**ТЕКСТ:**
________________________________________

В развернувшейся между Китаем и США борьбе за лидерство, для всех стран мира важно понять, какой станет новая система доминирования в случае победы той или иной стороны.
Крайне сомнительно, что будет изобретена абсолютно новая форма управленческой стратегии. Более вероятно то, что новое станет некой комбинацией элементов, отработанных в прошлом.
Поэтому обратимся к истории вопроса.
Системы доминирования: от экспроприации до интеграции
История эксплуатации покорённых народов представляет собой непрекращающийся поиск баланса между уровнем силового контроля и эффективностью. Независимо от хронологического периода или культурного контекста, доминирующие государства стремились не только к подчинению побеждённых, но и к созданию устойчивой долговременной системы перераспределения ресурсов в пользу метрополии, сочетающей прямое принуждение с прагматической целесообразностью.
С определёнными допущениями можно выделить три основные модели доминирования.
Экспроприационная модель: прямое насилие и экономическое изъятие
Наиболее архаичная и жёсткая форма взаимодействия с покорёнными территориями — тотальное подавление и систематическое разграбление. Ассирийская империя практиковала массовые депортации для подавления сопротивления, Римская республика полностью уничтожила Карфаген, а Чингисхан и Золотая Орда осуществляли тотальную экономическую экстракцию завоёванных регионов.
Однако уже в античную эпоху сформировалось осознание, что долгосрочный контроль требует адаптивных управленческих стратегий. Александр Македонский интегрировал персидскую аристократию (сохранение сатрапий), заключал династические союзы (Сузские свадьбы) и основывал города на завоёванных землях (Александрия). Римская империя распространяла институт гражданства, развивала инфраструктуру (дороги, акведуки). Кир Великий (Ахеменидская империя) демонстрировал толерантность к локальным культам (восстановление Иерусалимского храма) и сохранял автономию подчинённых царств (Вавилон, Лидия).
Апофеозом экспроприационной модели (краткосрочная прибыль при высоких рисках восстаний) стал европейский колониализм. Колонии рассматривались исключительно как источники сырья и рынки сбыта, а инфраструктура (порты, транспортные сети) создавалась в основном для вывоза ресурсов.

________________________________________

Строки набора данных о расположении объектов

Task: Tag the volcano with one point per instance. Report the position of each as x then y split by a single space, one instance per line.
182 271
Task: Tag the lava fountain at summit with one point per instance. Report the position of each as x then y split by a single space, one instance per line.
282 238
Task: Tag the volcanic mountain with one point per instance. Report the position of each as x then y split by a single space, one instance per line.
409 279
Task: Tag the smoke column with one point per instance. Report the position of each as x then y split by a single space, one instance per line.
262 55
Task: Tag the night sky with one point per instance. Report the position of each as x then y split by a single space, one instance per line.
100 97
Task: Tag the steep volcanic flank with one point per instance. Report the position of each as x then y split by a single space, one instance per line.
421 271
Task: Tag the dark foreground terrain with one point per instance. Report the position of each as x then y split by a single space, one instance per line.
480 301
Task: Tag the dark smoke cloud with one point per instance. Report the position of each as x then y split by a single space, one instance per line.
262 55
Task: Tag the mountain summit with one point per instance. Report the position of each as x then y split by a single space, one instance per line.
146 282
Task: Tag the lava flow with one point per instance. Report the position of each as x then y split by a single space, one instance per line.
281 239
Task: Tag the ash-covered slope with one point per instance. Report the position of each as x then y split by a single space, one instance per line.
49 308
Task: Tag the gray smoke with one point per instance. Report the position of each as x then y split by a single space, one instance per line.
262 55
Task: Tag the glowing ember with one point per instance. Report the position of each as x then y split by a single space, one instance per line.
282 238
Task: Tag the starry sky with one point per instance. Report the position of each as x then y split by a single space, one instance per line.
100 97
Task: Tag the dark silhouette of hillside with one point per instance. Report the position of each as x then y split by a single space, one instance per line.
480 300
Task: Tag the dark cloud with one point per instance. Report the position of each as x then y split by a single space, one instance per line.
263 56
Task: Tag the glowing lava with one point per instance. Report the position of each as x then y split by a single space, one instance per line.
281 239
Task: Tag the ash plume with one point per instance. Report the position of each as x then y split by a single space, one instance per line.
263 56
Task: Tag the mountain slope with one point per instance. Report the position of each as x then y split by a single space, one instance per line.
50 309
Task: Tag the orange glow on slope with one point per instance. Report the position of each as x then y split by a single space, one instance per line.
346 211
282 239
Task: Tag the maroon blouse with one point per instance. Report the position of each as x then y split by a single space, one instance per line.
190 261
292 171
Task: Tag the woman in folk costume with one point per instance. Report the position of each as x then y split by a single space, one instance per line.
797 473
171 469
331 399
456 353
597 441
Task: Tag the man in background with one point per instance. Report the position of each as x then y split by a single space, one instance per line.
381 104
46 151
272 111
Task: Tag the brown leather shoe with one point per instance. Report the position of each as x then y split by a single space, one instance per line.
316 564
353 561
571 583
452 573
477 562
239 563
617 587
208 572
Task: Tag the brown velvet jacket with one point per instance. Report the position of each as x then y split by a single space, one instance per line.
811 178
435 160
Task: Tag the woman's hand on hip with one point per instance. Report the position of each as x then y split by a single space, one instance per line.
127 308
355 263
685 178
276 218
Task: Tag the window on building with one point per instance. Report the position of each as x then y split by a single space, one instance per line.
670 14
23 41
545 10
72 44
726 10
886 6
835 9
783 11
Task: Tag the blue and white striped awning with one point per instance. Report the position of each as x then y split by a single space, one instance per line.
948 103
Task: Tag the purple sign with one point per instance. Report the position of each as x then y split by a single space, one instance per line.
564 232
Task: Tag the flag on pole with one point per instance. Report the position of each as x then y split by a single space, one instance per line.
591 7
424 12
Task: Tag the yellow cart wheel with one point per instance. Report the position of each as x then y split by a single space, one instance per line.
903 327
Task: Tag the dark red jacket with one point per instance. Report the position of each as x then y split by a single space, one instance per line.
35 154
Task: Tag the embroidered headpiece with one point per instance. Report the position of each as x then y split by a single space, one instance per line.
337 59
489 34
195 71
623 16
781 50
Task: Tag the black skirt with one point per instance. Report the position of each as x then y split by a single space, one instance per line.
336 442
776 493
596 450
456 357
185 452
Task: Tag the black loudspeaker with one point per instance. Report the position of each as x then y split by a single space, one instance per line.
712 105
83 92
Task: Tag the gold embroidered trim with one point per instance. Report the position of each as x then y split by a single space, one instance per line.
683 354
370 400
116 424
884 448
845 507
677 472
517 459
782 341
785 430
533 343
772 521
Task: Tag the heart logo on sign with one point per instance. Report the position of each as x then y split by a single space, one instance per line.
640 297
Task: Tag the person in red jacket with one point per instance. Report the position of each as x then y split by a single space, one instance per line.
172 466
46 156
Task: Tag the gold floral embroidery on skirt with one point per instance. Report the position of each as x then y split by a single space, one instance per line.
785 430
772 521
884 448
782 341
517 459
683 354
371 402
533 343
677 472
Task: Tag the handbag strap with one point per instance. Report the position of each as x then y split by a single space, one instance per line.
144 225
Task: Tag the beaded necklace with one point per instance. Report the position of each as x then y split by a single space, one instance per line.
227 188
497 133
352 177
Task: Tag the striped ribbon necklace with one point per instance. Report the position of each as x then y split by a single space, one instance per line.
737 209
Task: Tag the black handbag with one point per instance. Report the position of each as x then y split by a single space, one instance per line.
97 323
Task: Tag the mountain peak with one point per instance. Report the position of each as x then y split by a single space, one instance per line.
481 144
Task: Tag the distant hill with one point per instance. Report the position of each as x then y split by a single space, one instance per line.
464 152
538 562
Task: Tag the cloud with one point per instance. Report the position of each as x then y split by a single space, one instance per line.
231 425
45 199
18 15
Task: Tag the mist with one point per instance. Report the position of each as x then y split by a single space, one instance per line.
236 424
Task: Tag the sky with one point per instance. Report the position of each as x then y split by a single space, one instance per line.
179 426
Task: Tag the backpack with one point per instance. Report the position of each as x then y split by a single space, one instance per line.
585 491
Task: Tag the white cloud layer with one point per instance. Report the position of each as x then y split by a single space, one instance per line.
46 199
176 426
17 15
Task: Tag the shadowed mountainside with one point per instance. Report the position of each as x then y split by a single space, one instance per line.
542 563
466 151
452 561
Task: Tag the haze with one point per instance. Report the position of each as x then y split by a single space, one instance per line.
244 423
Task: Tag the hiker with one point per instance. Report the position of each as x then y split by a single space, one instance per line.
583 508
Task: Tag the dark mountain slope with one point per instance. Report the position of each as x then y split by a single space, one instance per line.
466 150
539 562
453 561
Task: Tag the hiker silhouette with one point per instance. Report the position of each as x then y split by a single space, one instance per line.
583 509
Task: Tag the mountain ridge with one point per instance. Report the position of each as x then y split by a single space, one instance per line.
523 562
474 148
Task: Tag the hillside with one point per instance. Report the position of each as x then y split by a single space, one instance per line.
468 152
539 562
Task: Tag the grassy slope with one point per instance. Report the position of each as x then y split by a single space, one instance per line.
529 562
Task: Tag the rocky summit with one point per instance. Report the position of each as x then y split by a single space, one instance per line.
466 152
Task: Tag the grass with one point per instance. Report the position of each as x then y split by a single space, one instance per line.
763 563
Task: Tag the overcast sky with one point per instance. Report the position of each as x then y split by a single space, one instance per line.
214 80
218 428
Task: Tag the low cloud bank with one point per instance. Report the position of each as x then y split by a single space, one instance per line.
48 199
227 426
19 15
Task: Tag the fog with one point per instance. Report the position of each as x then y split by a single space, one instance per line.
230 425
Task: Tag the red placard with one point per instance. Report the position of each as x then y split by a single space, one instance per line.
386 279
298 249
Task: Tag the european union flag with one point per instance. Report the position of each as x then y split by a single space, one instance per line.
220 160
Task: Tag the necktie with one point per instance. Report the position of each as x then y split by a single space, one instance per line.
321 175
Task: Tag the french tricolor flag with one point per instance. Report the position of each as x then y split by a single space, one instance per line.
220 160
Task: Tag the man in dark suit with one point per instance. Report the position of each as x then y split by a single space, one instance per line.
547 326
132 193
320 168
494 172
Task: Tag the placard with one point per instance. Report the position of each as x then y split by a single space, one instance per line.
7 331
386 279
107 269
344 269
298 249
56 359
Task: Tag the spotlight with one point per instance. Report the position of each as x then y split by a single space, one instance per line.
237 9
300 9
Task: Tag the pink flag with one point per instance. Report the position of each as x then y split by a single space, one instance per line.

________________________________________

**ЗАДАНИЕ 1:** Замените в тексте о системах доминирования «Китаем» на «Индией» и приведите его фрагмент, начиная с «В развернувшейся между» и продолжая до «или иной стороны.» включительно.
**ЗАДАНИЕ 2:** Подсчитайте строки записей, в которых встречается слово «skirt», учитывая регистр, и укажите только их число.
Текст и записи между собой никак не связаны.

**РЕШЕНИЕ 1:**
В развернувшейся между Индией и США борьбе за лидерство, для всех стран мира важно понять, какой станет новая система доминирования в случае победы той или иной стороны.

**РЕШЕНИЕ 2:** 2